● **Aim**:
Can you convert all of this data into a Markdown table with the columns "No." and "Line," numbering each row and leaving out blank lines and the pictures?
>> START Supplied information
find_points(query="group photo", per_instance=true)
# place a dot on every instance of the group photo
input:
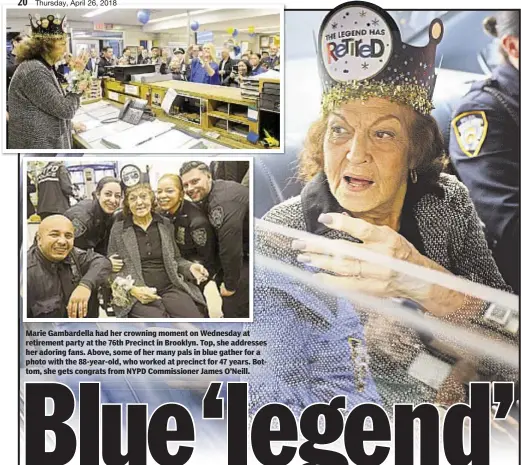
(162, 238)
(160, 80)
>> END Supplied information
● **Exercise answer**:
| No. | Line |
|---|---|
| 1 | find_points(query="group photo", per_instance=true) |
| 2 | # place a dot on every instance of the group photo |
| 3 | input: |
| 4 | (162, 238) |
| 5 | (160, 80) |